_Task statement:_ Restate all data exactly. No images.

----

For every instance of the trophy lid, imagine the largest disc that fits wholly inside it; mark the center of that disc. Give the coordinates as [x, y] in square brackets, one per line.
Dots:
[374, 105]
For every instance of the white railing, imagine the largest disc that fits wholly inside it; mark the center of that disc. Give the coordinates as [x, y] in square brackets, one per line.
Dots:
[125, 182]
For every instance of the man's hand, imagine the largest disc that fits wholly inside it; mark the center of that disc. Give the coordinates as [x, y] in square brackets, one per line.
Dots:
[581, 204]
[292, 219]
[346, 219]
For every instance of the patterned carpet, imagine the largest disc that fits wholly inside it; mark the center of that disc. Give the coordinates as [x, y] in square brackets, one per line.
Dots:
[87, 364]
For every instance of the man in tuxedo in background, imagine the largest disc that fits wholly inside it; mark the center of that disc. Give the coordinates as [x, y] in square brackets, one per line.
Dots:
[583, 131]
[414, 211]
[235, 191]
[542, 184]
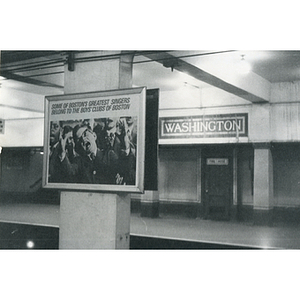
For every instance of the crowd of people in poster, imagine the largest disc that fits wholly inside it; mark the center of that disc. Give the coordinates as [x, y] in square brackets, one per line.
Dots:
[93, 151]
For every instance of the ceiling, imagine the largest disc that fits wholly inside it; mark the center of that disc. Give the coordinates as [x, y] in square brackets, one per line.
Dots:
[42, 72]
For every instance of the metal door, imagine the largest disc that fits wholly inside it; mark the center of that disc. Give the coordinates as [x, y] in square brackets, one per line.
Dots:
[218, 182]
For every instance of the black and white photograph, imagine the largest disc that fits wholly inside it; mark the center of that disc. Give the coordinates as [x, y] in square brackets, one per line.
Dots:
[93, 141]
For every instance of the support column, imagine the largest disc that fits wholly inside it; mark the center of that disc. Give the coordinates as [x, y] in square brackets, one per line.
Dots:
[96, 220]
[263, 185]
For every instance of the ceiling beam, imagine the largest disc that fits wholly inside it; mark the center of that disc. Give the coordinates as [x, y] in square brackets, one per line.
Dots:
[10, 75]
[244, 88]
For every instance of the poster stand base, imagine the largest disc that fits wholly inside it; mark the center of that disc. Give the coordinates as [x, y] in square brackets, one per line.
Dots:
[94, 220]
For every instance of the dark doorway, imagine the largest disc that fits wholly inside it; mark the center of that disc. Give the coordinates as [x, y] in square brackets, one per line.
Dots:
[217, 182]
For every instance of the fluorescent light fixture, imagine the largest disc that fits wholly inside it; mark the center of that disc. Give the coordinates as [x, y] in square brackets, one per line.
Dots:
[244, 67]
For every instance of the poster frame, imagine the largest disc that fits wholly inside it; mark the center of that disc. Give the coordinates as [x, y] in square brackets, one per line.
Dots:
[138, 187]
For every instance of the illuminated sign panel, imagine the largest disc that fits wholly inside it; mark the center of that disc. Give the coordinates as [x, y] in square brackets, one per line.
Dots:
[206, 126]
[1, 126]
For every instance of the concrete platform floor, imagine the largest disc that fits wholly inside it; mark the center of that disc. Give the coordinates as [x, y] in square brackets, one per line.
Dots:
[279, 236]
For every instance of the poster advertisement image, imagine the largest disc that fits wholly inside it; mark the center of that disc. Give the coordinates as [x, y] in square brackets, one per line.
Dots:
[95, 141]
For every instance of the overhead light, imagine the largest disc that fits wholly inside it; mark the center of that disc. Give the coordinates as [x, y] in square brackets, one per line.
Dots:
[244, 66]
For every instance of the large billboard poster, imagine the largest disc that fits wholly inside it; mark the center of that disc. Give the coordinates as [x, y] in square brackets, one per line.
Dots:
[95, 141]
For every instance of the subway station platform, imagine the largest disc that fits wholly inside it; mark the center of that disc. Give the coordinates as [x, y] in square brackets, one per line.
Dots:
[219, 233]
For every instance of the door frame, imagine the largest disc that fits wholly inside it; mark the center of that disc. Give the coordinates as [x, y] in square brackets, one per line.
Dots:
[219, 151]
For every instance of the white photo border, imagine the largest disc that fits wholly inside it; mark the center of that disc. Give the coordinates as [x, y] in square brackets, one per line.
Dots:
[139, 92]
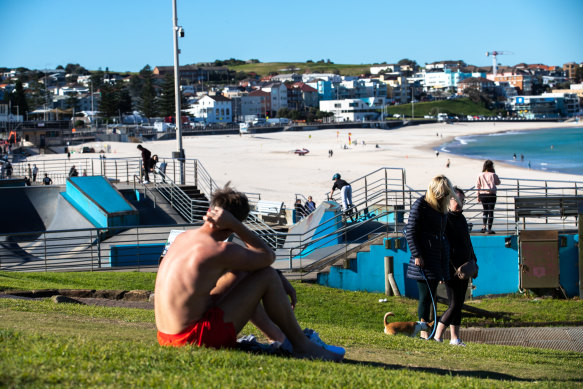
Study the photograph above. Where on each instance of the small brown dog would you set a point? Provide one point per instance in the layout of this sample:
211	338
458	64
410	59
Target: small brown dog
408	328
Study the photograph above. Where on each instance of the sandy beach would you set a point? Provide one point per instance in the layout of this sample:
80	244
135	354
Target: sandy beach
266	163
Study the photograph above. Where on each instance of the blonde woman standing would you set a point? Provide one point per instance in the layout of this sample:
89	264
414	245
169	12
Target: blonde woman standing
425	237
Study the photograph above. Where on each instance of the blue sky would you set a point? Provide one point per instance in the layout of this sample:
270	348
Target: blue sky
125	35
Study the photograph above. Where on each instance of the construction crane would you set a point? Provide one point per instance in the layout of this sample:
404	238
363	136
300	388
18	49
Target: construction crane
494	54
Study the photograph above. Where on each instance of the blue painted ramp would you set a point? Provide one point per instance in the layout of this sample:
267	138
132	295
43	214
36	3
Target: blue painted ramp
315	235
98	201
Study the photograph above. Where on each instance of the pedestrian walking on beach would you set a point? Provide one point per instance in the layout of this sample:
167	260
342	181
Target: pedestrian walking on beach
425	235
487	189
460	251
146	154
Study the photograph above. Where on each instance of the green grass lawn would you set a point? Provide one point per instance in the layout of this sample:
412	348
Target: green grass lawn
43	344
263	69
458	107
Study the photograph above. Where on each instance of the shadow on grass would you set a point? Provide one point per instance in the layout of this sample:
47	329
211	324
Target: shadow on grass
445	372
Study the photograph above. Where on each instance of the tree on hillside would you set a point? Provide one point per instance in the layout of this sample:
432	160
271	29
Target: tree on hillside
147	99
406	61
579	76
19	99
75	68
124	100
97	79
72	102
108	106
166	106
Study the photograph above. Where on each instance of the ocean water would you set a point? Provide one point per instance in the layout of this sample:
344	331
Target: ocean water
555	150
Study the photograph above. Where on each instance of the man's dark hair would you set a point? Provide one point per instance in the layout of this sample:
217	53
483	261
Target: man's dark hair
488	166
231	200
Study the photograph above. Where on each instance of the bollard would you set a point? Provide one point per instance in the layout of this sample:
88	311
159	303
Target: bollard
579	221
391	288
388	270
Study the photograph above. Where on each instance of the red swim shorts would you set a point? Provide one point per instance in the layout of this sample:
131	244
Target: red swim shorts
209	331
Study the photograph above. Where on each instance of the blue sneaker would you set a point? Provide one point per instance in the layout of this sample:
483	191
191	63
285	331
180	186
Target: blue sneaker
313	336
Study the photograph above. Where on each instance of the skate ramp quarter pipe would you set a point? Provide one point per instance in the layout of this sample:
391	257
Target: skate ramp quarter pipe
318	228
26	209
96	199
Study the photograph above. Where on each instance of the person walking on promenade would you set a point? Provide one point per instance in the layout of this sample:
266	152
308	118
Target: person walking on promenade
146	154
47	180
486	185
345	191
300	212
310	206
207	289
73	172
460	251
425	236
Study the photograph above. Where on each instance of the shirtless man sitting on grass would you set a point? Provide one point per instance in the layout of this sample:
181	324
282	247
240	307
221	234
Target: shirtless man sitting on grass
208	289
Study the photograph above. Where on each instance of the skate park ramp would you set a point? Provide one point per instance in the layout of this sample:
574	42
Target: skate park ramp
315	236
27	209
30	211
96	199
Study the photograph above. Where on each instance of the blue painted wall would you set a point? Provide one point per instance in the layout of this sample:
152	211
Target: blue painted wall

----

_Task solution:_
For every instance of the trophy lid, imagine the largest disc that fits wholly inside it; mark the center of that disc. Give the coordinates as [x, y] in square brackets, one per line.
Dots:
[374, 105]
For every instance of the white railing, imagine the largest disc that fits wholly inside it; mark the center of that disc. Give the coordinates as [x, y] in square brackets, one per line.
Dots:
[125, 182]
For every instance of the man's hand, imagine the largest disc that fits wholly inside it; mark the center of that disc. Give the coordinates as [x, y] in square brackets, one per line.
Dots:
[581, 204]
[292, 219]
[346, 219]
For every instance of the patterned carpet, imagine the largest disc that fits wholly inside it; mark the center of that disc. Give the coordinates as [x, y] in square brackets, one per line.
Dots:
[87, 364]
For every instance of the man in tuxedo in background, imagine the largest disc that fits wholly inside it; mark the center of that disc. Give the coordinates as [x, y] in square brackets, one per line.
Dots:
[583, 131]
[414, 211]
[235, 191]
[542, 184]
For every instance of the crowd of people in poster, imagine the largest disc that fits wholly inside it; mark the center of that disc. Give the coordinates as [x, y] in square brackets, one per line.
Dots:
[93, 151]
For every instance of the ceiling, imagine the largest disc that fits wholly inside it; mark the center of that disc. Give the coordinates as [x, y] in square brackets, one per line.
Dots:
[42, 72]
For every instance of the metal door, imagine the largest disc that fits wholly inside it; mark the center of that disc. Give the coordinates as [x, y] in square brackets, one per line.
Dots:
[218, 182]
For every instance of the black and white photograph, imagine the largest disc that fits wholly inside it; mark the center of that disc. Give the coordinates as [x, y] in square brackets, one per line.
Dots:
[93, 141]
For every instance of the support column, imagine the largest disc that fits wholly inside it; mark the center of that disc. Give the coordinates as [x, y] in square brackets, one per line.
Dots:
[96, 220]
[263, 185]
For every instance of the ceiling beam, imagine the largest disc that fits wholly inside it; mark the center of that disc. Give the coordinates as [x, y] in square brackets, one per line.
Dots:
[10, 75]
[244, 88]
For every instance of the poster stand base, imagine the largest disc that fits wholly inside it; mark the center of that disc. Give the coordinates as [x, y] in square brackets, one per line.
Dots:
[94, 220]
For every instance of the dark doorway, imagine the largest disc that fits wholly inside it; mark the center of that disc. Give the coordinates as [x, y] in square brackets, one per line.
Dots:
[217, 182]
For every instance of the fluorescent light fixture, imagine the largest disc that fits wholly inside it; mark the center of that disc. Give the coordinates as [x, y] in square brackets, one per line.
Dots:
[244, 67]
For every instance of the poster frame, imagine the largest disc that fits wholly inside it; mark the center of that disc. Give the coordinates as [x, y] in square brackets, one per line.
Dots:
[138, 187]
For every instance of the illuminated sign panel, imagine the largest disc that fits wholly inside it; mark the center of that disc. Give the coordinates as [x, y] in square brackets, one per line.
Dots:
[206, 126]
[1, 126]
For every instance of the concrete platform floor, imagine the largest disc that fits wholly inside it; mark the center of that disc. Give the coordinates as [x, y] in square brackets, one per line.
Dots:
[279, 236]
For every instance of the poster advertisement image, imagine the largest disc that fits wholly inside it; mark the center of that disc. Give the coordinates as [x, y] in square brackets, one per line.
Dots:
[95, 141]
For every instance of the overhead light, imagine the largest disc that fits wholly inside it; mark the center of that disc. Give the coordinates as [x, y] in square brackets, one per line.
Dots:
[244, 66]
For every instance of the large billboard poster, imagine the largest disc that fits wholly inside it; mark the center of that disc. Give the coordinates as [x, y] in square brackets, one per line.
Dots:
[95, 141]
For every instance of the subway station platform, imagine the largest disc that fits wholly inside it; mark the center of that disc. Give the coordinates as [x, y] in square brackets, one per line.
Dots:
[219, 233]
For every instance of the door frame, imagine the largest disc that fits wholly inside it; mark the center of that disc. Give the coordinates as [x, y] in square brackets, one per line.
Dots:
[219, 151]
For every instance of the white photo border, imagine the largest disc that fits wholly inside it; mark the center of that disc. Give the coordinates as [x, y] in square brackets, one per line.
Dots:
[139, 92]
Study the photograph above. Where on each instance of the small brown dog would you set a point? Provide one point per instance in the layout of this sample:
211	338
458	64
410	59
Target: small brown dog
408	328
Study the photograph above. Where on each instance of the sandy beach would you set a point? Provide one point per instance in the layout of this sample:
80	244
135	354
Target: sandy beach
266	163
Study the photograph above. Where on each instance of the blonde woman standing would you set a point? Provide one point per instance in the layout of this sample:
89	264
414	245
169	12
Target: blonde woman standing
425	237
Study the photograph above. Where on each instance of the blue sky would you set a point? Provide one point per instance in the layout of this sample:
270	348
Target: blue sky
125	35
Study the photograph above. Where on each instance of the construction crane would you set a point? Provide one point per instance in the layout of this sample:
404	238
363	136
300	388
18	49
Target: construction crane
494	54
Study the photograph above. Where on each instance of the blue painted ramp would you set a point? Provide one point per instance in the layout of this sample:
267	138
132	295
43	214
36	3
Target: blue painted ramp
315	235
98	201
Study the photograph above. Where on each instance of the pedestrian walking on beach would you set a point? Provide one point per instance in the layout of this sample:
167	260
342	181
Target: pedestrian walking on beach
425	235
487	189
460	251
146	154
Study the photograph above. Where on each instance of the green grass lawn would you set a point? Provide one point per instance in the layout of this sample:
412	348
Target: green grass lawn
43	344
263	69
458	107
Study the photograph above. Where on each instance of the shadow on grass would you set a point? Provide one point per instance in the layout of this sample:
47	329
211	324
Target: shadow on grass
445	372
Study the photograph above. Where on each instance of the tree on hillside would you set a point? Provide one point per instance in the layout of this sample:
432	160
271	29
Target: tree on hillside
147	99
406	61
579	76
19	99
75	68
124	100
97	79
72	102
108	106
166	106
Study the photograph above. Where on each instance of the ocean water would you set a point? Provide one point per instance in the layout of this sample:
344	331
Target: ocean water
555	150
Study the photograph above. Where on each instance of the man's dark hair would you set a point? Provide one point per instance in the layout of this sample:
217	53
483	261
Target: man's dark hair
488	166
231	200
Study the photograph above. Where on each instance of the bollard would you set a point? Provide one point per instance in the layout of this sample:
88	311
159	303
Target: bollard
579	221
391	288
388	270
Study the photograph above. Where on each instance of the red swim shorts would you set a point? Provide one point per instance in the layout of this sample:
131	244
Target: red swim shorts
209	331
Study the photograph above. Where on each instance of the blue sneaker would you set a point? Provide one point per instance in the layout of this sample:
483	191
191	63
285	331
180	186
Target: blue sneaker
313	336
Study the photograph above. Where on each instance of the skate ramp quarter pipe would you set a point? Provide one point per instance in the layout of this sample:
391	257
Target: skate ramp quarter pipe
318	228
26	209
96	199
Study the photograph above. Where on each instance of the person walking on promenade would you set a point? Provide one point per instance in the layout of this sample:
266	152
308	118
Target: person walking on promenade
146	154
47	180
486	185
345	191
300	212
310	206
207	289
73	172
460	251
425	236
Study the photograph above. Where on each instance of the shirtless man sitting on grass would you set a point? Provide one point per instance in the layout of this sample:
181	324
282	247
240	307
221	234
Target: shirtless man sitting on grass
208	289
Study the photograph above. Where on each instance of the skate park ramp would you set a point? Provide one point per instance in the layout of this sample:
574	42
Target: skate park ramp
315	236
27	209
30	211
96	199
Study the photograph above. Where on each instance of the blue painted wall would you set a point? Provide one point per instance in the layout of this sample:
152	211
Target: blue painted wall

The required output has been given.